■ TASK OBJECTIVE:
Copy the data below, swapping every "list the coordinates" for "give the coordinates" and keeping everything else the same.

■ RECORDS:

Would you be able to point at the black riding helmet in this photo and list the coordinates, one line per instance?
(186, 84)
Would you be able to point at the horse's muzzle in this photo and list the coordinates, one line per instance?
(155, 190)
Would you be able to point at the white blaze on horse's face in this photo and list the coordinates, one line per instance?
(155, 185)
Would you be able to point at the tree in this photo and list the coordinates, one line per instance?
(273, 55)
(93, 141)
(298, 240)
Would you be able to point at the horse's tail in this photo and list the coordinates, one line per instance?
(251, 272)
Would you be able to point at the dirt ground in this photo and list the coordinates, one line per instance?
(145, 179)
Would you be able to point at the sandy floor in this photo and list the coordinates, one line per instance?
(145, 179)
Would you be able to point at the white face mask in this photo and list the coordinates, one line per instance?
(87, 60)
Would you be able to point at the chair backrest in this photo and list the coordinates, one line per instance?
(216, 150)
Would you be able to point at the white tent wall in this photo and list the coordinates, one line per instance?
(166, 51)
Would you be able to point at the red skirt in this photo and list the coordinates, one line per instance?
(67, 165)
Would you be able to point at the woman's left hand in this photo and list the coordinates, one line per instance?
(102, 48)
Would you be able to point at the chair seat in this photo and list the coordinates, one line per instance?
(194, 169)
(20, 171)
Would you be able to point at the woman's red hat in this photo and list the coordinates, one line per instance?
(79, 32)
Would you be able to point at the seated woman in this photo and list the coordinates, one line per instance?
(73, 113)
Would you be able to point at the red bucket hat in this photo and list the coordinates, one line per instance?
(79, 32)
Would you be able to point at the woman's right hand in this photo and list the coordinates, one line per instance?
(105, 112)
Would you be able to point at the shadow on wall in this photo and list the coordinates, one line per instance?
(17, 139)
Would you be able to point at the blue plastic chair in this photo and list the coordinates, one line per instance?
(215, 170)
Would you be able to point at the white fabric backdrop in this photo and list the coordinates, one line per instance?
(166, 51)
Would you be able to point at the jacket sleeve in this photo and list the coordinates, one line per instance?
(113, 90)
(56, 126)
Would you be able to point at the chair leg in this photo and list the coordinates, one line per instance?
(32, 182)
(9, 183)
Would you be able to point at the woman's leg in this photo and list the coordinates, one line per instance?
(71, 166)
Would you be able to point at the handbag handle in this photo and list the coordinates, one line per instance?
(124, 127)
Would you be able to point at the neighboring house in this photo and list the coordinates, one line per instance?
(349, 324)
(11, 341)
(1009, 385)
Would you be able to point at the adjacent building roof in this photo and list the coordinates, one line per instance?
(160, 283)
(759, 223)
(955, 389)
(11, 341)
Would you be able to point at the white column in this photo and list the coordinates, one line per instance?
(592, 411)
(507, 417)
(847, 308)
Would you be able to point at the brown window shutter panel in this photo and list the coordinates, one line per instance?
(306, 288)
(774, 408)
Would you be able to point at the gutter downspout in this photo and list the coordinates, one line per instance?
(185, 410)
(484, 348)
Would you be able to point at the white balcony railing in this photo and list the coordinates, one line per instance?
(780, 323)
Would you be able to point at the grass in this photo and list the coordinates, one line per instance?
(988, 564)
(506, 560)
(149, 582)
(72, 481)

■ TASK ANSWER:
Would you be able to point at the black riding helmet in this photo and give the coordinates, one line per instance?
(186, 84)
Would you be able to point at the horse's muzzle in this photo and give the coordinates, one line per instance?
(155, 190)
Would you be able to point at the white blaze on horse's face in this photo and give the coordinates, one line per instance?
(155, 185)
Would you be able to point at the tree in this photo and give the coordinates, one line per instance?
(273, 55)
(93, 141)
(298, 240)
Would you be able to point at the horse's tail in this photo and give the coordinates, one line per instance?
(251, 272)
Would you be able to point at the dirt ground in this photo and give the coordinates, one line per instance?
(145, 179)
Would you be able to point at the sandy floor in this photo and give the coordinates, one line per instance?
(145, 179)
Would you be able to point at the white face mask in this photo and give the coordinates, one line per instance?
(87, 60)
Would you be able to point at the chair backrest in this photo and give the coordinates, one line per instance?
(216, 150)
Would you be able to point at the white tent wall in this photo and give the coordinates, one line per instance?
(166, 51)
Would you be able to point at the red skirt in this photo and give the coordinates, one line per instance?
(67, 165)
Would you be able to point at the woman's left hand in this photo and give the coordinates, one line per instance?
(102, 48)
Would you be able to point at the chair seat in this photo and give the coordinates, one line per instance?
(194, 169)
(20, 171)
Would you be able to point at the woman's red hat in this photo and give the coordinates, one line per instance?
(79, 32)
Would you be able to point at the seated woman in this photo and give the coordinates, one line per instance?
(73, 113)
Would you be able to point at the red bucket hat in this photo and give the coordinates, one line per instance?
(79, 32)
Would you be able to point at the woman's right hand in this photo and give the coordinates, one line per instance?
(105, 112)
Would you be able to point at the shadow on wall in this photo and give the coordinates, one line per instance?
(17, 139)
Would you be able to point at the blue plastic chair in this photo and give the coordinates, one line per instance?
(215, 170)
Would you be able to point at the white fabric backdrop in this photo and give the coordinates, one line per instance?
(166, 51)
Would you be able to point at the jacket sleeve in this photo and give the coordinates, one line per instance?
(113, 90)
(56, 126)
Would you be able to point at the chair leg in this photo and give the coordinates, one line per instance?
(32, 182)
(9, 183)
Would you be able to point at the woman's leg in this photo and give the coordinates, one line per instance?
(71, 166)
Would you be able to point at the handbag handle in this photo and give the coordinates, one line per instance?
(124, 127)
Would you be able to point at the neighboring house in this photo and give the coordinates, one line per instance?
(349, 324)
(11, 341)
(1009, 385)
Would you be able to point at the adjacent building roof in this photo and give the coordinates, one line per instance?
(160, 283)
(759, 223)
(955, 389)
(11, 341)
Would you be able to point at the white column in this photo and give the coordinates, one line per instance?
(592, 411)
(507, 417)
(847, 308)
Would you be able to point at the brown window shutter panel in this photo and give the coordinates, one line per instance?
(306, 288)
(774, 408)
Would you be able to point at the gutter downspout in this photo and give the coordinates, one line per instance?
(185, 410)
(484, 348)
Would you be able to point at the white balcony railing in this photo and give the coordinates, one line per instance?
(780, 323)
Would you be able to point at the grass in this photo and give the coordinates, one line per instance?
(988, 564)
(506, 560)
(149, 582)
(72, 481)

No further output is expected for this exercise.